▶ CONSIGNES:
a – Répondez aux questions suivantes d'après l'extrait sur les protège-dents « intelligents » du Super Rugby :
(i) Quels clubs la ligue du Super Rugby regroupe-t-elle ?
(ii) Quel jour la compétition a-t-elle fait son annonce ?
(iii) Que mesurent les capteurs de ces protège-dents ?
b – Dans l'extrait sur les protège-dents « intelligents » du Super Rugby, relevez toutes les actions que ces accessoires permettent d'accomplir ou visent à accomplir.

▶ EXTRAIT DU DOCUMENT:
++++

L’idée est bonne, mais la réalisation peine à convaincre. Après seulement une semaine de compétition, le Super Rugby, ligue qui regroupe les clubs australiens et néo-zélandais, n’oblige plus ses joueurs à sortir du terrain pour subir un test de commotion en cas d’alerte envoyée par les protège-dents dits «intelligents», a annoncé ce vendredi 1er mars la compétition de l’hémisphère sud. Ces nouveaux accessoires permettent, à l’aide de capteurs, de mesurer les fortes «accélérations de la tête» subies par les joueurs lors de chocs violents, afin de renseigner les médecins et de cibler les joueurs à contrôler par les protocoles commotions.

++++

▶ DONNÉES FOURNIES:
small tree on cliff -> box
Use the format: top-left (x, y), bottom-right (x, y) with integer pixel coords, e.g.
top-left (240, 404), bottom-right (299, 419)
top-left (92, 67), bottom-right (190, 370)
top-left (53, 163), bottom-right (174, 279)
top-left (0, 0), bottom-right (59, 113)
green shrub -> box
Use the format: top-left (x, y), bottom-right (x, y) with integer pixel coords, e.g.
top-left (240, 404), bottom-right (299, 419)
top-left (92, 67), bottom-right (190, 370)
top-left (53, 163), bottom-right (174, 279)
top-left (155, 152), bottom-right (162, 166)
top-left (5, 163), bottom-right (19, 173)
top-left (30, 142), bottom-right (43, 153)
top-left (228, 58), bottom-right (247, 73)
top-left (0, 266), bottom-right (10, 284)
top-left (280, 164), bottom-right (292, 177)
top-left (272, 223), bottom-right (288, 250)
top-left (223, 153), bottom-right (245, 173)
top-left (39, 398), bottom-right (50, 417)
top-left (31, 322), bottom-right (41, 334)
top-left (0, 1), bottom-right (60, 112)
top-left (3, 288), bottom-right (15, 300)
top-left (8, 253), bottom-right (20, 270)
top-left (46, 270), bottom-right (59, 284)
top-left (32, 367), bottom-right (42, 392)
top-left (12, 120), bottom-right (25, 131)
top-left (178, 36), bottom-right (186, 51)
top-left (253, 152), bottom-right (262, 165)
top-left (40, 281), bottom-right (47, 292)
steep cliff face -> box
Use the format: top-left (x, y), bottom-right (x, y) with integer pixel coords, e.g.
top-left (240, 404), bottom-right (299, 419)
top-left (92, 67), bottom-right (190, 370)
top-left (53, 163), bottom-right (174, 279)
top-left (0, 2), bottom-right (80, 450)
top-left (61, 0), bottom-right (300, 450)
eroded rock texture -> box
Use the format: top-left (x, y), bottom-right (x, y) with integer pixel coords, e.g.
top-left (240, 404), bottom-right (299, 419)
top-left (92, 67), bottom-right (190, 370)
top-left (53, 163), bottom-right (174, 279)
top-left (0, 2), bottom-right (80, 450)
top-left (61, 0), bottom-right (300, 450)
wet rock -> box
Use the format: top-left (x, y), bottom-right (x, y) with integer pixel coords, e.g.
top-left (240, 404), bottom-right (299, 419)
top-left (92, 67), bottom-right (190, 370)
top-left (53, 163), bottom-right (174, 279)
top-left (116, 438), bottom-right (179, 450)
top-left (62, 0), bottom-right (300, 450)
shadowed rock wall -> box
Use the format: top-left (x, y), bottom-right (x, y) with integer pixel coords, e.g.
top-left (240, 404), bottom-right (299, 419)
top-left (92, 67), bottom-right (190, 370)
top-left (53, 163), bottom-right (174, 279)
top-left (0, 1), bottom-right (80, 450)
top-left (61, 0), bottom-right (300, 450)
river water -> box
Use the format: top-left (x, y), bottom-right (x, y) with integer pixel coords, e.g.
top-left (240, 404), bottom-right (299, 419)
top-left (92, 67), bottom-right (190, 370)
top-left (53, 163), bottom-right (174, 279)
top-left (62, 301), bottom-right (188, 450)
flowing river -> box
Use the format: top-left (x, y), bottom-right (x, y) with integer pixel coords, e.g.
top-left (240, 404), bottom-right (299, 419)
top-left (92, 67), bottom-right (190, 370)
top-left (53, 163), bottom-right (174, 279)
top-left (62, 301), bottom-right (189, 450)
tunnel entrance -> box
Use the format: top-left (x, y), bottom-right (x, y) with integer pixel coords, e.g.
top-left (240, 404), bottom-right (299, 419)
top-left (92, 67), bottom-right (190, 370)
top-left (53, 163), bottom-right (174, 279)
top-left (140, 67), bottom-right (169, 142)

++++

▶ RÉPONSES PAR CONSIGNE:
a –
(i) Les clubs australiens et néo-zélandais.
(ii) Le vendredi 1er mars.
(iii) Les fortes « accélérations de la tête » subies par les joueurs lors de chocs violents.

b –
- Mesurer les fortes « accélérations de la tête » subies par les joueurs lors de chocs violents
- Renseigner les médecins
- Cibler les joueurs à contrôler par les protocoles commotions